* **Exercise aim**
Go through the data below and transcribe it exactly. Omit the images.

* **Referring expression pointing data**
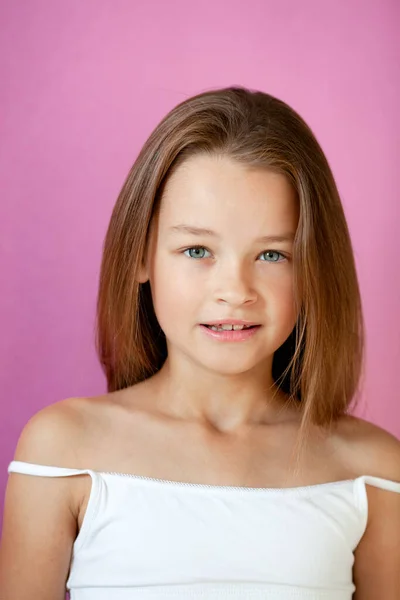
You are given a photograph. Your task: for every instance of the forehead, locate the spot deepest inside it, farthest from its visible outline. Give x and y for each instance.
(208, 190)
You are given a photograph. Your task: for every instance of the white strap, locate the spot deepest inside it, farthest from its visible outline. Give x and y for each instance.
(384, 484)
(25, 468)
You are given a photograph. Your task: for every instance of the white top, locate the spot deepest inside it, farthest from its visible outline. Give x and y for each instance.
(151, 538)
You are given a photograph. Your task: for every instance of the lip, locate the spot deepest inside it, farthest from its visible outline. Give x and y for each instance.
(230, 322)
(231, 335)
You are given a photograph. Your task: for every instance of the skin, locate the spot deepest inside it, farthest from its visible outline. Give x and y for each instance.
(212, 414)
(237, 276)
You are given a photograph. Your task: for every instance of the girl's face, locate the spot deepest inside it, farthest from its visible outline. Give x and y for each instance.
(210, 261)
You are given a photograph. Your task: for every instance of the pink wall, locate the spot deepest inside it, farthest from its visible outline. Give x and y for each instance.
(82, 85)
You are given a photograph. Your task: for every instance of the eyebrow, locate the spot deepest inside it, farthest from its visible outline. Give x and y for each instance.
(200, 231)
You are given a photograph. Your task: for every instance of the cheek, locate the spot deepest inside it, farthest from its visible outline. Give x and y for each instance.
(173, 293)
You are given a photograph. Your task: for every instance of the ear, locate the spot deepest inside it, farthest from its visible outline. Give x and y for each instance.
(142, 274)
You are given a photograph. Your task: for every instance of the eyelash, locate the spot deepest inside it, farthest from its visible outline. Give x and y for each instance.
(204, 248)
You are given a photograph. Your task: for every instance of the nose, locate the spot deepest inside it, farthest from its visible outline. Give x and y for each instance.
(234, 287)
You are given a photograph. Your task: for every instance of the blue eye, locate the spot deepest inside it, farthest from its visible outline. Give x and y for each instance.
(195, 252)
(274, 253)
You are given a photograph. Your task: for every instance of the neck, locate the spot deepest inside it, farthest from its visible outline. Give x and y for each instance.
(227, 403)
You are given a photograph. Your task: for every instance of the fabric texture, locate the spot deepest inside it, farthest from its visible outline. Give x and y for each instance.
(152, 538)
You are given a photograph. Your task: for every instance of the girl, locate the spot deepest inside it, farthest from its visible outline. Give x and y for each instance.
(223, 462)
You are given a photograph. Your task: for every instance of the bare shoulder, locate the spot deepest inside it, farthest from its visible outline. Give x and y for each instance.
(369, 449)
(52, 435)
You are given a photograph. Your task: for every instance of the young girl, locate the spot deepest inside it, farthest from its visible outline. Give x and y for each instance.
(223, 461)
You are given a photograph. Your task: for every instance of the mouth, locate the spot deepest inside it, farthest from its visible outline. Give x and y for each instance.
(228, 327)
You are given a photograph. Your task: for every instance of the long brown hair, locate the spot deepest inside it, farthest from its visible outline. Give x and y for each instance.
(320, 365)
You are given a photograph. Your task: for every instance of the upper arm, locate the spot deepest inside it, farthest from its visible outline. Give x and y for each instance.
(40, 523)
(377, 557)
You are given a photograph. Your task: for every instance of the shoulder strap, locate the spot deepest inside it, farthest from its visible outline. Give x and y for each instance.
(384, 484)
(360, 492)
(25, 468)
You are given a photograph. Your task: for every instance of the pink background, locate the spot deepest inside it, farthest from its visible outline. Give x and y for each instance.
(84, 82)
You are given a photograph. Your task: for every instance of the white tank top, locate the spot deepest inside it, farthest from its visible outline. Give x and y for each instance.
(145, 538)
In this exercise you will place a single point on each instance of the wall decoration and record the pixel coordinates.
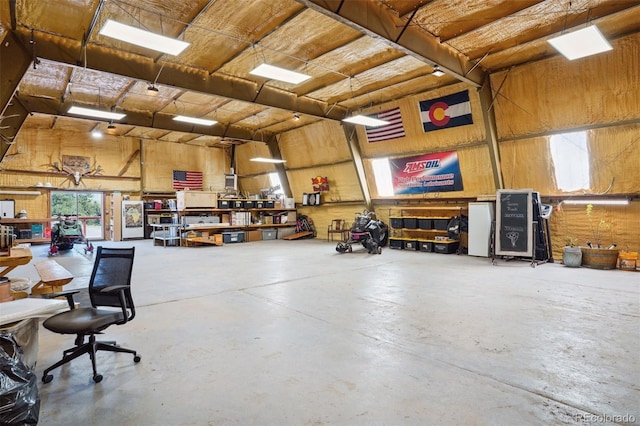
(187, 180)
(393, 130)
(448, 111)
(76, 167)
(439, 172)
(320, 183)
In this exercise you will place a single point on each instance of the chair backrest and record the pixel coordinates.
(112, 267)
(337, 224)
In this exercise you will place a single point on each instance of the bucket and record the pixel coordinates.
(572, 257)
(628, 260)
(599, 258)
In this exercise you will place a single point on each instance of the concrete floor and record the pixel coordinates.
(293, 333)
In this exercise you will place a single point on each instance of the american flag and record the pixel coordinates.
(187, 180)
(393, 130)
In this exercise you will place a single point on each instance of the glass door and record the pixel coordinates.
(87, 207)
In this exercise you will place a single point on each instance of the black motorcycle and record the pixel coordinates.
(373, 234)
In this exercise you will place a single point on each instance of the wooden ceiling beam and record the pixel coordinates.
(99, 58)
(144, 119)
(375, 20)
(14, 63)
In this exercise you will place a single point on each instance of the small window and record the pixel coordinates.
(382, 176)
(570, 155)
(274, 180)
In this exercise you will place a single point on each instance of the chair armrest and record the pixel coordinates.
(113, 288)
(67, 293)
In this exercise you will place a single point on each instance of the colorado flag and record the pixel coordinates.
(447, 111)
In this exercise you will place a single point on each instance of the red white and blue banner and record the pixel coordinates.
(187, 180)
(393, 130)
(448, 111)
(439, 172)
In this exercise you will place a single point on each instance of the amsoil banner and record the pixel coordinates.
(439, 172)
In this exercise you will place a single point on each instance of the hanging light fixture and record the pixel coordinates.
(194, 120)
(437, 72)
(578, 44)
(365, 120)
(95, 113)
(143, 38)
(280, 74)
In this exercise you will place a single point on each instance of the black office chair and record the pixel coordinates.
(110, 286)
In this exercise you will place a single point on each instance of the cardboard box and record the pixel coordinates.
(425, 223)
(426, 246)
(410, 245)
(253, 235)
(269, 234)
(285, 232)
(446, 247)
(395, 243)
(196, 199)
(233, 237)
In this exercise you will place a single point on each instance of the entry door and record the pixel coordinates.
(86, 206)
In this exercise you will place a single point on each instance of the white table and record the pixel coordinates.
(21, 318)
(20, 309)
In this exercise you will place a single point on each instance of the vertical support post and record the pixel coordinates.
(489, 118)
(354, 146)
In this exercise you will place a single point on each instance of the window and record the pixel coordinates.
(86, 206)
(570, 155)
(382, 176)
(274, 179)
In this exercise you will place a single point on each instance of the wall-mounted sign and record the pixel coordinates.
(439, 172)
(320, 183)
(514, 222)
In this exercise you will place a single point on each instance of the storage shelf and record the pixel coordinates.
(417, 235)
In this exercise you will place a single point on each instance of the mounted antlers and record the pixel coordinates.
(76, 167)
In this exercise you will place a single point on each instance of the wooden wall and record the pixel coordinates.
(129, 165)
(599, 94)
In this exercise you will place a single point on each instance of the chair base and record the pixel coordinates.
(91, 348)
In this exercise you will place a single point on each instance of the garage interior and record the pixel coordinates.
(293, 332)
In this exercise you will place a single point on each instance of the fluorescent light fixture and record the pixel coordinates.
(267, 160)
(143, 38)
(280, 74)
(599, 201)
(578, 44)
(194, 120)
(95, 113)
(365, 121)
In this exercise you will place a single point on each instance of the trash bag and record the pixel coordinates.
(19, 397)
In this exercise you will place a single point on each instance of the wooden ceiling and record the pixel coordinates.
(359, 53)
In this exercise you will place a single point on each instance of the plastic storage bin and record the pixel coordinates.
(269, 234)
(233, 237)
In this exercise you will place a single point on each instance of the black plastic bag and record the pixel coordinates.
(19, 397)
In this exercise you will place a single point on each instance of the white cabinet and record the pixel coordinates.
(481, 216)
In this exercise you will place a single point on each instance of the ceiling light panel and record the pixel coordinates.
(194, 120)
(267, 160)
(95, 113)
(143, 38)
(366, 121)
(578, 44)
(280, 74)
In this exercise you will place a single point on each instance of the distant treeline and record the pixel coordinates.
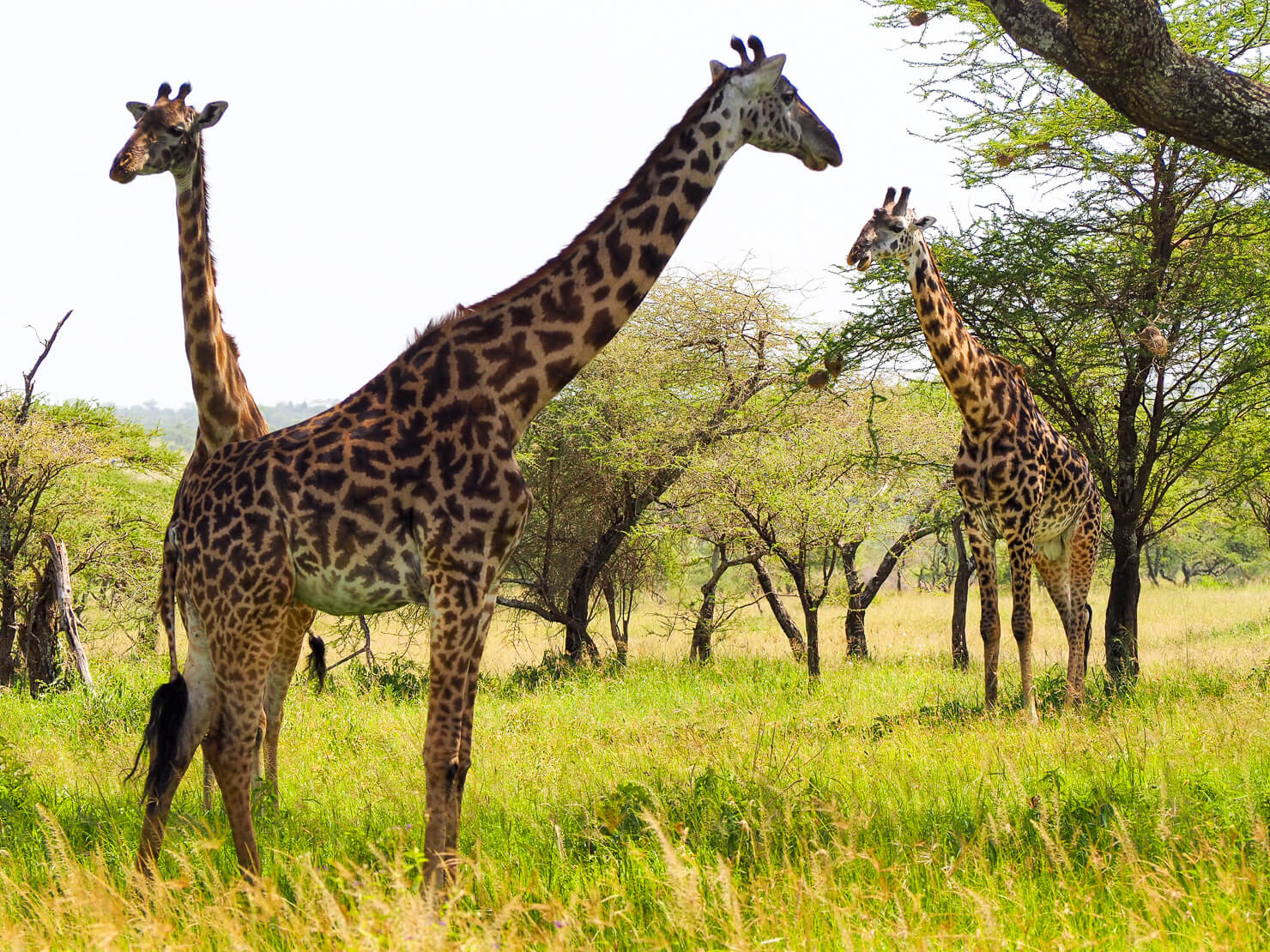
(179, 425)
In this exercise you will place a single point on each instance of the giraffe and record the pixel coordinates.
(408, 491)
(168, 137)
(1019, 478)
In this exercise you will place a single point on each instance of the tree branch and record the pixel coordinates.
(1123, 51)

* **Reply to the exercise**
You are given a photograph. Your task: for every instance of the forehead, locate the spot deepest inside it, farthest from its visible outline. Give x and y for each instance.
(208, 190)
You are given a photograph. Your task: for every instance of the white strap, locate the spot deepest inside it, farthest from its visible outline. Give x and y for each instance.
(384, 484)
(25, 468)
You are given a photograph. Your task: for every instance of the white top, locate the spot deepest inside it, farthest from its visible outline. Give x and y for each instance.
(151, 538)
You are given a photograph. Your task: for every instance of the lip, locate the spot deepest inside it, farthest from its visible outline. Give x and y for each instance.
(230, 322)
(231, 335)
You are given a photograph. Your task: for every instance of the skin, locate the spot deepest inside it, farthest from its visible outline. Give x and y for each instance.
(212, 414)
(237, 276)
You are given a photograph. Your task: for every instance of the girl's face, locate the spot deepest inside it, farthest from its visible outline. Give x and y for each instance.
(210, 261)
You are given a photograph. Your task: for every instance of the pink wall, locate the spot deepest inside it, farthest from its visible outline. Give x and y for each instance.
(82, 85)
You are given a photograph. Your task: for every instance of the eyebrow, locate the spot deepest inside it, farthest from its visible outline. Give x and y for each instance.
(200, 231)
You are given a photograph. Your task: for every instance of the cheek, locate the spot deepest inside it, farthest from its visible outline. Give x and y for each instance.
(173, 293)
You are given a photograph. Your task: for every instance of the ear, locate the spot deepest inside it, farthest from its visible outline. Give x and y for each instance.
(142, 274)
You are given a photograph. Your task: for every instance of the eyelash, locate the spot deepest inside it, farthest from its visible outline. Give x and y for each instance.
(204, 248)
You are given a photograph. Your task: for every instance of the nose, locate the spot deepest inside it, farthest from its visible outline. Give x and y for each instance.
(234, 287)
You are given a photograph. Your task: for every instance of the blue eye, locate the spot deepest inside it, farthest from its visible outline. Give x and y for each instance.
(195, 252)
(274, 253)
You are given a photograph. Your task: for every instance of the neck, locate the spot deepest inside it, farthest from its visible outline. Give x and y for each instance.
(227, 403)
You are given a photograph. Your task: for every instance of the fabric texture, locate the spot deepest inside it, farthest from its visible outline. Give x and y for each instance.
(152, 538)
You are given a photograph. Your task: for every instance of the girl, locate the spot deepest inside it, farthest from its visible outline. Give x and y for each instance.
(223, 462)
You are given a photograph. Your task: for every instance of the bare shoulder, locate the spot deepest inside it, farthest from its visible outline. Give x and y for each instance.
(369, 449)
(52, 435)
You are given a photograph. Your task: for every instance of the young girl, locate the spot deepest inside it, farthest from its visible outline. Give x and y for each instance.
(223, 461)
You are given a photograph. Your task: for every instance of the mouth, locate the spot deepest inside it, farthest from its visible outline. Give x and y for each instance.
(228, 327)
You are given a photograph. Your task: for every instance of the long brown hair, locate the spot deepest inside it, farthest from its visible outline. Give x and y for each instance.
(320, 365)
You are given a photograph. Your task: for every instance of the upper arm, locate the spot deepest inside it, farthest from its visible outline. Give x and y for each instance.
(40, 523)
(377, 557)
You are given a photograph. Your task: for every instance of the shoulder strap, locate the spot deepest inside it, farthest from its visible outline. Give x and y for each instance.
(384, 484)
(360, 492)
(25, 468)
You are given a photograph. Your task: for every instance of the pink background, locate the spot deepest inside it, farthest from its visible outline. Give x and y for each instance.
(84, 82)
You are given a photograph. Your task: for every instance of the white tank top, locate the spot deepest inside it, farthest from its visible outline. Give x and y for each instance.
(145, 538)
In this exercise you will place a single point on each instance of the wall decoration and record the pixel coordinates.
(187, 180)
(393, 130)
(448, 111)
(76, 167)
(439, 172)
(320, 183)
In this exercise you will place a single point on each instance of the chair backrest and record the pixel coordinates.
(112, 267)
(337, 224)
In this exercise you will place a single point on each instance of the bucket and record the pixel coordinates.
(572, 257)
(628, 260)
(599, 258)
In this exercise you will place a single point on each instance of the concrete floor and record the pixel coordinates.
(293, 333)
In this exercise you will place a single point on each instance of the american flag and record the pixel coordinates.
(187, 180)
(393, 130)
In this exercise you will place a single point on each instance of the glass door and record the pixel coordinates.
(87, 207)
In this exercise you will place a single point on each instance of the black motorcycle and record the pixel coordinates.
(373, 234)
In this exercise you will place a single point on each instance of the wooden ceiling beam and record the pixel coordinates.
(99, 58)
(144, 119)
(375, 20)
(14, 63)
In this exercise you will place a single point on each instance of the small window and record the pixel coordinates.
(382, 176)
(570, 155)
(274, 180)
In this exercise you will place a single point on each instance of the chair armrest and record the pixel coordinates.
(113, 288)
(67, 293)
In this exercise you will place a single point on each instance of the colorado flag and record the pixel coordinates.
(447, 111)
In this exercise you will place a single point on each instance of the red white and blue banner and record the pixel coordinates.
(187, 180)
(393, 130)
(448, 111)
(439, 172)
In this exercise you will place a single point on each instance of the amsoil banner and record the pixel coordinates.
(439, 172)
In this exercise you will place a single point on each instance of the hanging light fixture and record the pixel coordinates.
(194, 120)
(437, 72)
(578, 44)
(365, 120)
(95, 113)
(143, 38)
(280, 74)
In this exercise you will place a single point on each instance of the black office chair and record the pixel coordinates.
(110, 286)
In this exercise you will place a single point on each instance of the cardboard box and record the pixel coordinates.
(425, 223)
(426, 246)
(410, 245)
(253, 235)
(269, 234)
(285, 232)
(446, 247)
(395, 243)
(196, 199)
(233, 237)
In this exercise you will place a single point on each instance of the entry door and record the pixel coordinates.
(86, 206)
In this exercise you will place a single point on each instance of the white table and record the pixel coordinates.
(21, 318)
(20, 309)
In this exercise you will place a single point on each instance of the vertical support post and record the pixel coordinates.
(489, 118)
(354, 146)
In this exercise you will place a single point on each instance of the window and record the pixel coordinates.
(86, 206)
(570, 155)
(382, 176)
(274, 179)
In this exercise you will place a single point on each instance of the wall-mounted sign and record the pixel coordinates.
(439, 172)
(320, 183)
(514, 222)
In this exercise you will place a single point on each instance of the storage shelf and record the pixel coordinates.
(417, 235)
In this exercise you will place a single point on each instance of the mounted antlers and record the pixel coordinates.
(76, 167)
In this exercise you will place a single point on each instance of the wooden wall and record the pixel coordinates.
(129, 165)
(599, 94)
In this exercise you will place a single point on each instance of the chair base and record the pixel coordinates.
(91, 348)
In this exercise you will place a single point on each instance of the garage interior and record the pixel coordinates.
(293, 332)
In this exercise you will place a single point on each instance of the fluorescent light fixture and record the pixel coordinates.
(267, 160)
(143, 38)
(280, 74)
(599, 201)
(578, 44)
(194, 120)
(95, 113)
(365, 121)
In this exercise you will place a single point on each instance of the trash bag and record the pixel coordinates.
(19, 397)
In this exercise you will place a single point on each instance of the wooden ceiling and record the pixel coordinates.
(359, 53)
In this exercise you will place a single point on each instance of the plastic storage bin and record the pixel coordinates.
(269, 234)
(233, 237)
In this exercise you will place a single point on each instance of the black plastic bag and record the pixel coordinates.
(19, 397)
In this exercise you will place a single point on each instance of the white cabinet and record the pixel coordinates.
(481, 216)
In this exercise you will place a single point on each instance of the ceiling light panel and record the pixel coordinates.
(194, 120)
(267, 160)
(95, 113)
(143, 38)
(366, 121)
(578, 44)
(280, 74)
In this exercise you will place a single point on each instance of the distant treeline and record the pixel coordinates.
(179, 425)
In this exercise you will place a single point on each instance of the giraffe and record the pixel coordinates.
(408, 491)
(168, 137)
(1019, 478)
In this exercise you will place a single point on each instance of the tree branch and record the pixel coordinates.
(1123, 51)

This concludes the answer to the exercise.